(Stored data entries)

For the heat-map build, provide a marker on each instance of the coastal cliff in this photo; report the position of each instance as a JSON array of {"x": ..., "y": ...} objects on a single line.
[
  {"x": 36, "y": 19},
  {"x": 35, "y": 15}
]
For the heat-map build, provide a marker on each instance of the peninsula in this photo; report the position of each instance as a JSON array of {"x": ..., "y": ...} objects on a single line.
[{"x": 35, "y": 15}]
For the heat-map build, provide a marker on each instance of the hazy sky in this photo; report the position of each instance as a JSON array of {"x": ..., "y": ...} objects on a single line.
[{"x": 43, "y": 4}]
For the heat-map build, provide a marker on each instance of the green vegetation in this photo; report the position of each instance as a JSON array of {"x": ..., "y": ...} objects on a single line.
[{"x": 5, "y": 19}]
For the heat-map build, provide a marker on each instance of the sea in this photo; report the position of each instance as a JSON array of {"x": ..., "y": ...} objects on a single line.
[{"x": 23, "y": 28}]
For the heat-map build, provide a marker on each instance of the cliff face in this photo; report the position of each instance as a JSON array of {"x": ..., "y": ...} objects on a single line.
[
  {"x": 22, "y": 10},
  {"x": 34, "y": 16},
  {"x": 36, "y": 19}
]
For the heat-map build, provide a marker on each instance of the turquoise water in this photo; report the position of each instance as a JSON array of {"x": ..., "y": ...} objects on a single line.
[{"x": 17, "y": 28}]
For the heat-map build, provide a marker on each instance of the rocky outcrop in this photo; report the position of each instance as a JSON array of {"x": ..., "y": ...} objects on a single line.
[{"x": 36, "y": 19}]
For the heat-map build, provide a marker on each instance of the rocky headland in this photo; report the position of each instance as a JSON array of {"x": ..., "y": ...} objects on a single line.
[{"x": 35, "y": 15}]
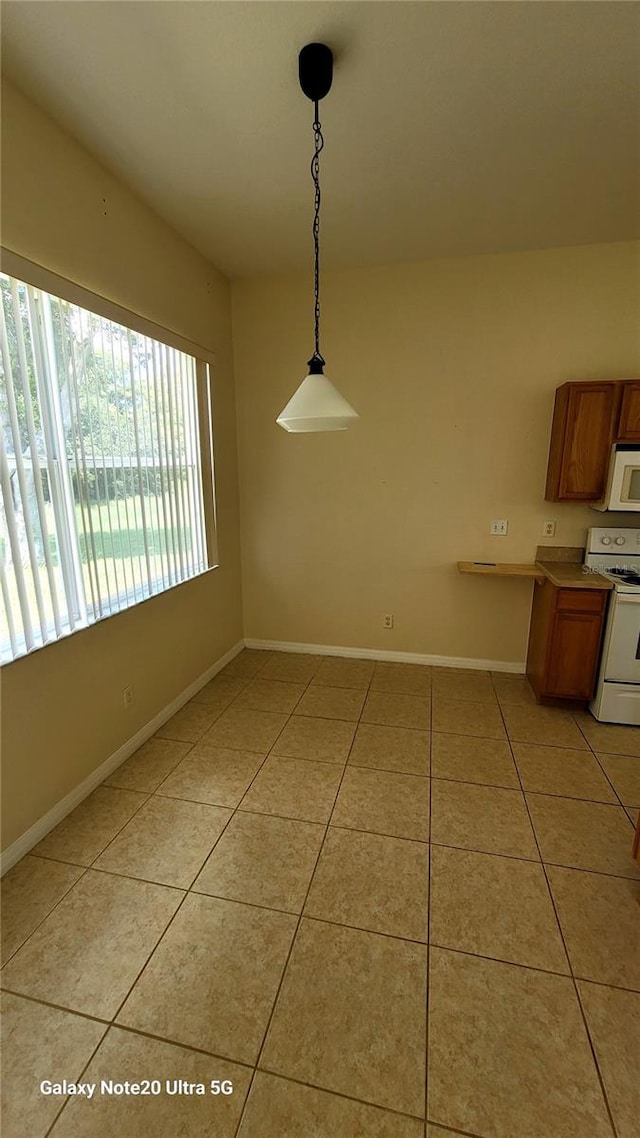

-- What the task requires --
An exact copy of all the lines above is required, with the pictures removed.

-- Answer section --
For the heat-map build, provide a marker on each instance of the coastal cliff in this photo; report the position of each instance as a JSON array of {"x": ..., "y": ...} objects on a single line.
[
  {"x": 36, "y": 19},
  {"x": 35, "y": 15}
]
For the heat-map build, provide a marker on each instance of the peninsula in this photo; report the position of each instance as a JSON array of {"x": ..., "y": ...} objects on a single line.
[{"x": 35, "y": 15}]
For the heat-map build, provide a marker on each instance of the hazy sky in this photo; report the position of each instance as a JSON array of {"x": ..., "y": ...} objects on a single line.
[{"x": 43, "y": 4}]
For the heat-map build, provide a marker on each instance of the green vegetation in this photo; report the position of each instance as a JSON array of {"x": ..., "y": ...} objects on a single line.
[{"x": 5, "y": 19}]
For the heat-map build, provide a marker on each instance of the sea in this photo; report the position of each instance as a JSON array of {"x": ..., "y": ...} objects on a single line.
[{"x": 23, "y": 28}]
For the heat-map build, provide a marker on each instance of the cliff face in this photo; report the position of each instance as a JSON array of {"x": ..., "y": ...} objects on a single line.
[
  {"x": 22, "y": 10},
  {"x": 34, "y": 16},
  {"x": 36, "y": 19}
]
For the heat-map build, provide a marker on each instance of the turquoise water in this photo; report the position of each instance as a JSON array of {"x": ..., "y": ...} objects on a single line.
[{"x": 17, "y": 28}]
For the heat-map build, provide a marker on each instance of the rocky outcrop in this photo; report the position of each instance as a JSON array of {"x": ..., "y": ...} objects on a single line.
[{"x": 36, "y": 19}]
For the heat-map build, provide a marker on each instance of the rocky headland in this photo; report the position of each instance as a JSON array of {"x": ..., "y": ...} objects on a single line.
[{"x": 35, "y": 15}]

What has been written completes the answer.